**TASK**: Using the data below, copy every line that contains the word "covered".
*** MATERIAL PROVIDED ***
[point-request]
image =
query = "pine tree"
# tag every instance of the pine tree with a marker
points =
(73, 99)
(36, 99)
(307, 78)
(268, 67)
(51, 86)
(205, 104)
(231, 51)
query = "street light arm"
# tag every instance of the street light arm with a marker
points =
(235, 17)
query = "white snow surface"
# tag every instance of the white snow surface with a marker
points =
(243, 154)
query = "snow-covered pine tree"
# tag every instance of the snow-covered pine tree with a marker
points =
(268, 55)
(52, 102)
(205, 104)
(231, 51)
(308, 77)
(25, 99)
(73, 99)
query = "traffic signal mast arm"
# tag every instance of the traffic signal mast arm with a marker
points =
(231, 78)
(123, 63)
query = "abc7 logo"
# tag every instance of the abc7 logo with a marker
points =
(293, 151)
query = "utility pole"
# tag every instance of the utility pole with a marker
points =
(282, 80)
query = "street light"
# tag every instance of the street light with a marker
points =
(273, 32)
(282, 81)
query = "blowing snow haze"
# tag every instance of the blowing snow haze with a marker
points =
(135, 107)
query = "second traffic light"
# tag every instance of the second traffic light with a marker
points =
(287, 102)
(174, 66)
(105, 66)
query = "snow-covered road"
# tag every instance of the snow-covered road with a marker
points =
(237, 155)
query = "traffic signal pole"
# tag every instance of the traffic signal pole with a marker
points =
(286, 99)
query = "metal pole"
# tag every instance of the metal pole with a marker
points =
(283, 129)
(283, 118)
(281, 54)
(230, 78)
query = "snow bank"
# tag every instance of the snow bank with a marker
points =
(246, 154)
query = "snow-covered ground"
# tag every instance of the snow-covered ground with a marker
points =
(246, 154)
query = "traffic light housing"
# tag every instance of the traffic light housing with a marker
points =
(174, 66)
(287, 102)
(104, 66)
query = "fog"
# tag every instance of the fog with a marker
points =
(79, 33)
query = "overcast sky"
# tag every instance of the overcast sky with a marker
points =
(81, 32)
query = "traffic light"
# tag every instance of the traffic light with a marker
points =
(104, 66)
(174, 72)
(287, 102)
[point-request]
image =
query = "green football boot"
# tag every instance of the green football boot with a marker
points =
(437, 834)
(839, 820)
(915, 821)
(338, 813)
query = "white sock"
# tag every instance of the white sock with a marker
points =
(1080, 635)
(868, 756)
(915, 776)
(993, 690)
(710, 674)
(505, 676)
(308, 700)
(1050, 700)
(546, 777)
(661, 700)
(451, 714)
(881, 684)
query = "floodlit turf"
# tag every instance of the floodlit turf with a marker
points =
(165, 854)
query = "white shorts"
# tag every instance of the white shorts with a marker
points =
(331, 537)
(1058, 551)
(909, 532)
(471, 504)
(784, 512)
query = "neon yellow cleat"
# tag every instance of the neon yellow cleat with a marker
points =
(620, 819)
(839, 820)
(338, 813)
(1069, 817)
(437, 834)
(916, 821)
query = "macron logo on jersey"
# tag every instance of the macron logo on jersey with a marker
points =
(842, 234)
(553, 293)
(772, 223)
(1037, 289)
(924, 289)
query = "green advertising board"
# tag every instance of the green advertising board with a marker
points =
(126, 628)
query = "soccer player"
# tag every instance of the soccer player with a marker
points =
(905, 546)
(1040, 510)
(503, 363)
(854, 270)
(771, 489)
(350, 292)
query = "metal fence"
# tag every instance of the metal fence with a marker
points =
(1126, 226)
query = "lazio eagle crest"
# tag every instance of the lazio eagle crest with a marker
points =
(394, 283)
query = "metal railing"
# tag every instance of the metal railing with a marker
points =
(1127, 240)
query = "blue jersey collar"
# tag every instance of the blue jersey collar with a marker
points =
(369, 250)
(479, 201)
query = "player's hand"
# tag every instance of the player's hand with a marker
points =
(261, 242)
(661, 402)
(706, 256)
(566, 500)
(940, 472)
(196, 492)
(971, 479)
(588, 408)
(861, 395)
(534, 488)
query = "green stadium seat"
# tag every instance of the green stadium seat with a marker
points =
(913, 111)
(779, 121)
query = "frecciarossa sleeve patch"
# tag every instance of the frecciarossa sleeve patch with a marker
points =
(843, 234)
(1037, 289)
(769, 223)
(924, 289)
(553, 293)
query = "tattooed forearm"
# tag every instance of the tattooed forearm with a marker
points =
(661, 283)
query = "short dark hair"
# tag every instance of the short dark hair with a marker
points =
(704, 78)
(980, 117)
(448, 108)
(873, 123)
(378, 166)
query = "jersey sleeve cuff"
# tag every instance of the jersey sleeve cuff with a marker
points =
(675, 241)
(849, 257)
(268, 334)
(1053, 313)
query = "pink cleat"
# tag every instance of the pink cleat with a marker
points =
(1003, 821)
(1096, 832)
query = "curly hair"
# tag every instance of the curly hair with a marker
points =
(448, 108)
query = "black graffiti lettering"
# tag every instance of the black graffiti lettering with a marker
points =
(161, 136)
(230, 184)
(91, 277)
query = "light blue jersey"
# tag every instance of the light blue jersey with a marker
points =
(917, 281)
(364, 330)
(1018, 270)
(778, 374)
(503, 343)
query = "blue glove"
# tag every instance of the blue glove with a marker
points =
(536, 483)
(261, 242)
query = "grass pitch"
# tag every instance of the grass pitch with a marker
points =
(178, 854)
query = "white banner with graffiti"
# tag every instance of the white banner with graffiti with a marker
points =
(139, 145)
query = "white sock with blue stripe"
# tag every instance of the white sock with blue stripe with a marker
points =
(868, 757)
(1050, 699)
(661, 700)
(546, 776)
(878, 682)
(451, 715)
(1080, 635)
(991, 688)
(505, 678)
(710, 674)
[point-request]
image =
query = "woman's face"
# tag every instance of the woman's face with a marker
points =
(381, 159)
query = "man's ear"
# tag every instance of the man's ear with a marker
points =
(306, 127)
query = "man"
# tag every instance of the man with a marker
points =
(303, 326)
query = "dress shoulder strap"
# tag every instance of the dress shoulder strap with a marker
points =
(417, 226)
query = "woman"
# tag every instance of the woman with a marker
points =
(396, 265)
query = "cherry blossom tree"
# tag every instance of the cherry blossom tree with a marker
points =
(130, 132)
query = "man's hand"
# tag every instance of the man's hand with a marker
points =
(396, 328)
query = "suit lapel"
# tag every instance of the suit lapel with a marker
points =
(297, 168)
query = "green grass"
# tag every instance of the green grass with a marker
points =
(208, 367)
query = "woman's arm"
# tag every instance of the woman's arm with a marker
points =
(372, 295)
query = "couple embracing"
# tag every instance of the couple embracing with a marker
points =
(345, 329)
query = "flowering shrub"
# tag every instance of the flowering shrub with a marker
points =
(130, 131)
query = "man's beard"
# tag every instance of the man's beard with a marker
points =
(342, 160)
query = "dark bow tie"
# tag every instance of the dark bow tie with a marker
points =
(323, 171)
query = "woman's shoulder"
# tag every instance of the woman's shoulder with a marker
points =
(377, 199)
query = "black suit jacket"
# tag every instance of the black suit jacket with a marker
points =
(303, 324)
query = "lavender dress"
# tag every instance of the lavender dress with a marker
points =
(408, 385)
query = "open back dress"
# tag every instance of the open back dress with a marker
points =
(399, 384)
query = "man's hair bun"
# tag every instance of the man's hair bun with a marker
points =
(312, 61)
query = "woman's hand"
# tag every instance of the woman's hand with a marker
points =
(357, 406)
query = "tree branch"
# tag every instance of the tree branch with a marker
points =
*** End of MATERIAL PROVIDED ***
**WRITTEN ANSWER**:
query = "snow-covered pine tree"
# tag every instance of the snow-covered pine tree with a marker
query = "snow-covered road"
# tag every instance of the snow-covered road with a marker
query = "snow-covered ground"
# tag every instance of the snow-covered ground with a marker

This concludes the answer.